EXTRACTED TEXT:
--------------------------------

The idea of State is pretty easy to put into code, after all it's just a label right? One thing that helps to know in a workflow is when you can move into a new state. After all, we don't move directly from brainstorming to published! So the idea of a state also includes the idea of a prerequisite. That one state must come before another. The enforcement of this idea is entirely up to the implementation though. For reason's you'll see soon, we'll just leave our model of state simple:

case class State(name: String)

Codifying Action and Workflow

Action is a little more complicated but not by much. An action allows an object to transition from one state to another, so we'll need a from and a to field of some kind. On top of that, if we consider actions to be the links in a directed graph, then they also possess a direction. For UI purposes, and for our own sanity, we'll also want to include some human readable information like a name within the model so we can make sense of any output we're debugging or that we need to show to a user.

sealed trait Direction
case object Forward extends Direction
case object Backward extends Direction

case class Action(from: State, to: State, flow: Direction, name: String)

Using a sealed trait we can ensure that the compiler will know when we've created an exhaustive match against classes of type Direction. And we can rest assured that the "direction" of an action will be represented correctly. Now that we have both States and Actions we can consider how to model something like the following:

This sums up the scenario we were discussing earlier. In code we might create a list of State's like so:

val start = State("Start")
val brainstorming = State("brainstorming")
val writing = State("writing")
val editorial = State("editorial")
val approved = State("approved")
val published = State("published")

and a set of actions:

val startBrainstorming = Action(start, brainstorming, Forward, "start brainstorming")
val startWriting = Action(brainstorming, writing, Forward, "start writing")
val getMoreInfo = Action(writing, brainstorming, Backward, "get more information from producer")
val sendToEditor = Action(writing, editorial, Forward, "submit for editing")
val sendBackToWriter = Action(editorial, writing, Backward, "send back to writer")
val backToDrawingBoard = Action(editorial, brainstorming, Backward, "back to the drawing board")
val approvePost = Action(editorial, approved, Forward, "approve post")
val publishPost = Action(approved, published, Forward, "publish post")

These would become characteristic of our own workflow:

case class Workflow(states: List[State], actions: List[Action])

Tracking content

So now that we have our definition of Workflow as a collection of states and actions, we can move onto how to actually keep track of what state something is in! Essentially, all we need to do is keep track of the actions themselves, allong with any notes about the transition. A log entry than is something like the following:

case class LogEntry(startState: State, endState: State, note: String, flowTaken: Direction, actionTaken: Action)

once we have a list like this, taken in sequential order, we can come up with an algorithm to determine an end state. The algorithm isn't that hard if we have a single chain of events, after all, the last one in the sequence is the last state we were in.

val log: Seq[LogEntry] = ...
log.last

But what if your workflow is more complicated and doesn't simply end in an published state, but also has multiple approval processes and conditions that need to be satisfied before it's ready? In that case, our log, even when ordered, will not be as simple as a log.last line of code. Rather, we'll need to keep track of each "path" through the log to some extent. Or at least be able to connect entries together and build up a history of events for each "path".

--------------------------------

SUPPLIED RECORDS:
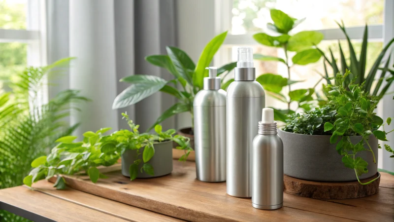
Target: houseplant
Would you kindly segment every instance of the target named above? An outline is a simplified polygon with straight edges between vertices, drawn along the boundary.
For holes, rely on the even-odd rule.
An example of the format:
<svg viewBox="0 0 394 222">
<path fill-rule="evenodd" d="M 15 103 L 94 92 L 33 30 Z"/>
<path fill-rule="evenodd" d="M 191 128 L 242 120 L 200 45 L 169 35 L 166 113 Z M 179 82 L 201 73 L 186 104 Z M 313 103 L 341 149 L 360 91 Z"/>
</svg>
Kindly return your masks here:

--------------------------------

REQUIREMENTS:
[1] Set down the part of the workflow text starting with "Action is a" and going on through "show to a user.".
[2] Name every case class that the workflow text defines in its code.
Work from the workflow text alone; the material plays no part.

FULL ANSWERS:
[1]
Action is a little more complicated but not by much. An action allows an object to transition from one state to another, so we'll need a from and a to field of some kind. On top of that, if we consider actions to be the links in a directed graph, then they also possess a direction. For UI purposes, and for our own sanity, we'll also want to include some human readable information like a name within the model so we can make sense of any output we're debugging or that we need to show to a user.

[2] State, Action, Workflow, LogEntry